***** Text extract

16.1 That the matter under case 356/19 was argued before an acting judge whose acting term had come to an end;
16.2 That the Court was now in recess and would only resume late January or early February in 2020; and
16.3 There was no indication when judgment would be issued.
 The Respondent further submitted that Section 39 of The Employment Act allowed it to suspend the Applicant without pay and that it only needed to follow the rules of natural justice in order to vary a suspension from one with pay to one without pay. It was the Respondent’s case that it had made a case for the suspension from one with pay to one without and that it was entitled to save for the reason that the employee had herself introduced the Court as a third party which was now in control of the disciplinary hearing.
 With regard to the preliminary issues, we are in agreement with the Respondent that the time limits were abridged by the Applicant in a manner that was unreasonable and oppressive. We align ourselves with the sentiment of the Court and in Plastic International Limited v Markus Zbinden High Court Case No. 4364/2010 that “the need to abridge time limits in a manner that does not prejudicially affect a Respondent’s right to approach the Court cannot be over emphasised.”

**********
***** Dataset excerpts

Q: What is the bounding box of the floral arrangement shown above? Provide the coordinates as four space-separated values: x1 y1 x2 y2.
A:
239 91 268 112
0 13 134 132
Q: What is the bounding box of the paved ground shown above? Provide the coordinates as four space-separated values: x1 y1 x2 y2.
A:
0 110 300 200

**********
***** Dataset excerpts

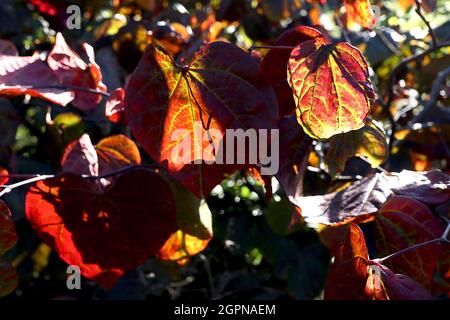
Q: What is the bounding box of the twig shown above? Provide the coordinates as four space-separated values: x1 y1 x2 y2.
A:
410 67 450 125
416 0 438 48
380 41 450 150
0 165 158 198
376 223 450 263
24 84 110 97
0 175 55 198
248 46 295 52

**********

# Required task 1
From the court ruling excerpt, extract the passage that begins at the words "The Respondent further" and stops after the words "the disciplinary hearing.".
# Required task 2
According to the court ruling excerpt, which section of The Employment Act did the Respondent say allowed it to suspend the Applicant without pay?
The records can be left aside for this work.

# Task response 1
The Respondent further submitted that Section 39 of The Employment Act allowed it to suspend the Applicant without pay and that it only needed to follow the rules of natural justice in order to vary a suspension from one with pay to one without pay. It was the Respondent’s case that it had made a case for the suspension from one with pay to one without and that it was entitled to save for the reason that the employee had herself introduced the Court as a third party which was now in control of the disciplinary hearing.

# Task response 2
Section 39 of The Employment Act.